*SUPPLIED RECORDS*:
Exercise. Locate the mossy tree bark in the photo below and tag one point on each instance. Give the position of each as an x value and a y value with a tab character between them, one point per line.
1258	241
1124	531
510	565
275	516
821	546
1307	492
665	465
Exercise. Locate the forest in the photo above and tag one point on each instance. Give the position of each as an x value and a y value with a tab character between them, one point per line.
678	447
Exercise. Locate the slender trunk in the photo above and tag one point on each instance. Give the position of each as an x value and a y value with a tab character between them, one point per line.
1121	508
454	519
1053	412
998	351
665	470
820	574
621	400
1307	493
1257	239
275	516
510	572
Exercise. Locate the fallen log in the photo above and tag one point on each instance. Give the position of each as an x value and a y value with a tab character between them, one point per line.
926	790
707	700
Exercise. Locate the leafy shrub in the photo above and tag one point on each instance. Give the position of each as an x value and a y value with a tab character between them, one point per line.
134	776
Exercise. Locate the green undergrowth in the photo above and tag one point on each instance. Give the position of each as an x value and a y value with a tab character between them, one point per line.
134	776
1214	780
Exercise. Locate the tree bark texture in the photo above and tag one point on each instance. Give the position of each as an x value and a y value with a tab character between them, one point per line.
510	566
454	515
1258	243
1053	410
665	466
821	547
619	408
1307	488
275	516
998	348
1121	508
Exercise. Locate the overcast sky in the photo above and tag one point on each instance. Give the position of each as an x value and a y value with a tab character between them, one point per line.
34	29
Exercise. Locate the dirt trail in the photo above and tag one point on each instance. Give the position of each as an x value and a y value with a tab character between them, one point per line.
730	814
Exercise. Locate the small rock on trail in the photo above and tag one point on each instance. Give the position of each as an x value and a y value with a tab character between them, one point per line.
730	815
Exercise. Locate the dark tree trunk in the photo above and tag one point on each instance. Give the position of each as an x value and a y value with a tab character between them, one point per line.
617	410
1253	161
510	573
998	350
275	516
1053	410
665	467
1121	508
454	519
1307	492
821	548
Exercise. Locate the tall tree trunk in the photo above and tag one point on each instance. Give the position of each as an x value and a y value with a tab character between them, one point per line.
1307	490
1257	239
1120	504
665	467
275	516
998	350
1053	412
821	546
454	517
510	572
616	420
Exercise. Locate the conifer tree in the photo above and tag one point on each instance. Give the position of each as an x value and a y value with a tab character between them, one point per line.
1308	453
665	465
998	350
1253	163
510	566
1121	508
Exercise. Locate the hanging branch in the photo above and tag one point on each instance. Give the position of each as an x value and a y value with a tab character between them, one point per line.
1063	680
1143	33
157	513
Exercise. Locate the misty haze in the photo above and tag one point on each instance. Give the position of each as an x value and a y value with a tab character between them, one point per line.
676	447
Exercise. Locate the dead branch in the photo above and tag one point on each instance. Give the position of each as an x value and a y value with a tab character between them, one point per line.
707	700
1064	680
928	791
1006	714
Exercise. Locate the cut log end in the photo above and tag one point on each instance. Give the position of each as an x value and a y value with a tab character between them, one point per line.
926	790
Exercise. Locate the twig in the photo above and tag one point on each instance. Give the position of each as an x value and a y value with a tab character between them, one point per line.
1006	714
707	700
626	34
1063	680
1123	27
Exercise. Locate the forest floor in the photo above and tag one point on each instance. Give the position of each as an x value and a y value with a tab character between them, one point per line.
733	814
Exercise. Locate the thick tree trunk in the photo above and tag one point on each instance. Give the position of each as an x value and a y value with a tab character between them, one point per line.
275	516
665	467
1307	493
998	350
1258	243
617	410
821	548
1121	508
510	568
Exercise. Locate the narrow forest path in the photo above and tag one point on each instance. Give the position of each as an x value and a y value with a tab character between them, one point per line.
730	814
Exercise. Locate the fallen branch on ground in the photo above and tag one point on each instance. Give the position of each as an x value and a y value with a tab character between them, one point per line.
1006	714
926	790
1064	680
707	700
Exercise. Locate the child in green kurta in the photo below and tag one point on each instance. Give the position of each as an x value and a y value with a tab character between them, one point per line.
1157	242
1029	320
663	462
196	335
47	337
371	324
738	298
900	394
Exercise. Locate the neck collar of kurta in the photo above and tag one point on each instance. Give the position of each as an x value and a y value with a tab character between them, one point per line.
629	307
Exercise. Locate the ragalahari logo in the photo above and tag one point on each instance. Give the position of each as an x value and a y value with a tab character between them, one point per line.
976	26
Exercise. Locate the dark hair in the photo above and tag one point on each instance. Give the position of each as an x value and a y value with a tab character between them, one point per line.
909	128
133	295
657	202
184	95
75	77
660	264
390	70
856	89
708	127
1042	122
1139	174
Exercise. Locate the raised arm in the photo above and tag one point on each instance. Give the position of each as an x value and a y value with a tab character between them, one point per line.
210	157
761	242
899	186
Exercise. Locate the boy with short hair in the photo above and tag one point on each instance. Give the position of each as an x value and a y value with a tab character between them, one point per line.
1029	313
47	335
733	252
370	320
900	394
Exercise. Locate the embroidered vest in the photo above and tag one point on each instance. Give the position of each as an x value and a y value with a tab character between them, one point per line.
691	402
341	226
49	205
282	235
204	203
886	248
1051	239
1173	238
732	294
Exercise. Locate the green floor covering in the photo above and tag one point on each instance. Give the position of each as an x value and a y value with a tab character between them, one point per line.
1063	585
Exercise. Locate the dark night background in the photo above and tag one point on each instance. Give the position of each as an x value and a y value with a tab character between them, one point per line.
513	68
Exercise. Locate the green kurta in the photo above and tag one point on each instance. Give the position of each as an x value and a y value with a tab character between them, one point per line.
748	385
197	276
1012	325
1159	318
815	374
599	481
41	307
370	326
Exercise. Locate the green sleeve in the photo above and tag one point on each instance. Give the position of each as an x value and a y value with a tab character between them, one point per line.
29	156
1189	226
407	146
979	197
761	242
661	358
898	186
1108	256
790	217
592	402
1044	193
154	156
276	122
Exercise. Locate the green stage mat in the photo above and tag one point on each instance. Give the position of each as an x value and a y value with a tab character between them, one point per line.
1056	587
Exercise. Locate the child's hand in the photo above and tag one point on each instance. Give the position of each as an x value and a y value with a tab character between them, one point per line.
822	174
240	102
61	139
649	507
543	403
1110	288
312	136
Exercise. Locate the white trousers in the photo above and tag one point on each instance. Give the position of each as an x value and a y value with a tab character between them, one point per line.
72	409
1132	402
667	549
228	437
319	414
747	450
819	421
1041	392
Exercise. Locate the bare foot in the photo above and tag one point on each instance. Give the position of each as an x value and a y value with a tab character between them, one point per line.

*STATED TASK*:
Put all of the data above into a JSON list of strings, with one string per line and no blank lines.

*ANSWER TO THIS PROBLEM*:
[
  "Exercise. Locate the mossy tree bark in the photo below and tag one point on each instance. Give the position of each as an x value and a y value with a tab character between them, one point per line.",
  "1258\t241",
  "1124\t531",
  "510\t565",
  "275\t516",
  "821\t546",
  "1307\t492",
  "665\t465",
  "Exercise. Locate the forest in the photo above and tag one point on each instance. Give the position of each as an x value and a y value with a tab character between them, one point per line.",
  "678\t447",
  "Exercise. Locate the slender trunk in the photo above and tag one point on each instance. Give the position of each as an x value and a y value with a tab character between them, one point per line.",
  "1121\t508",
  "454\t519",
  "1053\t412",
  "998\t351",
  "665\t470",
  "820\t574",
  "621\t400",
  "1307\t493",
  "1257\t239",
  "275\t516",
  "510\t572",
  "Exercise. Locate the fallen log in the photo above and tag one point on each instance. Give the position of each as an x value and a y value with a tab character between them, one point per line.",
  "926\t790",
  "707\t700",
  "Exercise. Locate the leafy shrub in the photo above and tag one point on each instance. Give the position of each as an x value and a y value with a tab character between them, one point per line.",
  "134\t776",
  "Exercise. Locate the green undergrowth in the photo above and tag one point on each instance. Give the position of each as an x value and a y value with a tab character between them, one point per line.",
  "134\t776",
  "1214\t780",
  "Exercise. Locate the tree bark texture in the photo above and tag one point on each instance. Give the position of each as an x value and a y value with a tab character between them, one point per line.",
  "510\t566",
  "454\t515",
  "1258\t243",
  "1053\t410",
  "665\t466",
  "821\t547",
  "619\t408",
  "1307\t488",
  "275\t516",
  "998\t348",
  "1121\t508",
  "Exercise. Locate the overcast sky in the photo above and tag one point on each instance. Give the position of each as an x value and a y value with a tab character between them, one point per line.",
  "34\t29",
  "Exercise. Locate the dirt trail in the photo above and tag one point on each instance. Give the position of each as an x value and a y value with a tab character between them, one point per line.",
  "730\t814",
  "Exercise. Locate the small rock on trail in the photo above and tag one point on each instance. Give the position of each as an x value and a y value with a tab character between them, one point per line.",
  "730\t815",
  "Exercise. Locate the dark tree trunk in the photo above and tag one point on each instance. Give the position of each as an x value and a y value with a tab character between them, one point per line.",
  "617\t410",
  "1253\t161",
  "510\t573",
  "998\t350",
  "275\t516",
  "1053\t410",
  "665\t467",
  "1121\t508",
  "454\t519",
  "1307\t492",
  "821\t548",
  "Exercise. Locate the tall tree trunk in the photo above and tag one point on each instance. Give the position of each as an x value and a y value with a tab character between them, one point per line.",
  "1307\t490",
  "1257\t239",
  "1120\t504",
  "665\t467",
  "275\t516",
  "998\t350",
  "1053\t412",
  "821\t546",
  "454\t517",
  "510\t572",
  "616\t420",
  "Exercise. Locate the conifer tree in the photo above and tag one point on each instance. Give the position of each as an x value and a y value with a tab character between them, one point per line.",
  "1308\t453",
  "665\t465",
  "998\t350",
  "1253\t163",
  "510\t566",
  "1121\t508",
  "Exercise. Locate the hanging branch in the photo above and tag one point on each instance. Give the position of each as an x value and a y value with a tab character between them, one point per line.",
  "1063\t680",
  "1143\t33",
  "157\t513",
  "Exercise. Locate the misty haze in the photo above and tag one point on each instance. Give the position of each as an x value and a y value with a tab character between them, one point per line.",
  "676\t447",
  "Exercise. Locate the dead branch in the photo above and tag one point on each instance. Give the position of each as an x value and a y value with a tab character between them, one point per line.",
  "707\t700",
  "1064\t680",
  "928\t791",
  "1006\t714",
  "Exercise. Locate the cut log end in the photo above and tag one point on each instance. Give the position of each as an x value and a y value with a tab character between them, one point per line.",
  "926\t790",
  "Exercise. Locate the twig in the photo above and tag one point on each instance. Give the position of each as an x value and a y value with a tab character between them, one point per line.",
  "1006\t714",
  "707\t700",
  "626\t34",
  "1063\t680",
  "1123\t27",
  "Exercise. Locate the forest floor in the photo above and tag one point on each instance. Give the position of each as an x value and a y value with a tab character between them, one point per line.",
  "733\t814",
  "Exercise. Locate the thick tree trunk in the photo above and tag one point on each instance. Give the position of each as an x value and a y value with a tab character between them, one point per line.",
  "275\t516",
  "665\t467",
  "1307\t493",
  "998\t350",
  "1258\t243",
  "617\t410",
  "821\t548",
  "1121\t508",
  "510\t568",
  "Exercise. Locate the narrow forest path in the photo above and tag one point on each instance. Give the position of each as an x value and a y value with a tab character between them, one point per line.",
  "730\t814",
  "Exercise. Locate the fallen branch on ground in the photo above and tag one point on each instance. Give the position of each as an x value and a y value with a tab character between them, one point per line.",
  "1006\t714",
  "926\t790",
  "1064\t680",
  "707\t700",
  "Exercise. Locate the child in green kurta in the photo below and tag one point on each instance. Give the position of each as an x value and a y value with a tab character between them, one point per line.",
  "1157\t242",
  "1029\t320",
  "663\t462",
  "196\t335",
  "47\t337",
  "371\t324",
  "738\t298",
  "900\t394",
  "Exercise. Locate the neck collar of kurta in the photo above and tag one point on each instance. Give the position of each as an x value and a y value with a tab character between them, one point per line.",
  "629\t307",
  "Exercise. Locate the ragalahari logo in the photo above and tag one point on each instance. Give the position of each as an x value and a y value with a tab character between them, one point per line.",
  "976\t26",
  "Exercise. Locate the dark hair in the photo above and tag one point on each instance. Give the position of each as an x value and a y value with a tab character between them, one point per line.",
  "909\t128",
  "133\t295",
  "657\t202",
  "184\t95",
  "75\t77",
  "660\t264",
  "390\t70",
  "856\t89",
  "708\t127",
  "1042\t122",
  "1139\t174",
  "Exercise. Locate the raised arm in the photo above and tag one point on each instance. Give the position of each as an x value and a y value with a tab character between them, one point per line.",
  "210\t157",
  "761\t242",
  "899\t186",
  "Exercise. Locate the boy with short hair in the photo above and tag one point on each instance. Give the position of each as an x value and a y value with a tab character between them, one point per line.",
  "1029\t313",
  "47\t335",
  "733\t252",
  "370\t320",
  "900\t394",
  "Exercise. Locate the embroidered vest in the photo above and tag one point on each instance. Give the position of each as an x value and a y value with a tab character between them, one point per line.",
  "691\t402",
  "341\t226",
  "49\t205",
  "282\t235",
  "204\t203",
  "886\t248",
  "1051\t239",
  "1173\t238",
  "732\t294",
  "Exercise. Locate the green floor covering in the photo above and tag one point on each instance. Give the position of each as an x value and a y value with a tab character between them, one point per line.",
  "1063\t585",
  "Exercise. Locate the dark night background in the photo above and tag one point on each instance. Give the position of each as an x value and a y value with a tab character between them, one point per line.",
  "513\t68",
  "Exercise. Locate the green kurta in the photo above and tag one point on each instance. Give the position of each as an x value and a y value with a tab character between them, one point per line.",
  "748\t385",
  "197\t276",
  "1012\t325",
  "1159\t318",
  "815\t374",
  "599\t481",
  "41\t307",
  "370\t326",
  "Exercise. Locate the green sleeve in the photo above and tag one point on each instance. Give the position of each as an x value and a y value with a tab character between them, one point per line.",
  "29\t156",
  "1189\t226",
  "407\t146",
  "979\t197",
  "761\t242",
  "661\t358",
  "898\t186",
  "1108\t256",
  "790\t217",
  "592\t402",
  "1044\t193",
  "154\t156",
  "276\t122",
  "Exercise. Locate the green stage mat in the photo above and tag one point on each instance. Give the position of each as an x value and a y value with a tab character between them, one point per line.",
  "1056\t587",
  "Exercise. Locate the child's hand in the photo above and tag one point on each instance. Give the position of each as an x value and a y value with a tab character between them, one point per line.",
  "822\t174",
  "240\t102",
  "61\t139",
  "649\t507",
  "543\t403",
  "1110\t288",
  "312\t136",
  "Exercise. Locate the white trousers in the photo above and tag one point on each instance. Give the position of each as an x value and a y value with a tab character between them, one point per line.",
  "72\t409",
  "1132\t402",
  "667\t549",
  "228\t437",
  "319\t414",
  "747\t450",
  "819\t421",
  "1041\t392",
  "Exercise. Locate the bare foot in the photo above and tag one point on each instance. Give the position of each as an x value and a y value with a tab character between them, one point per line."
]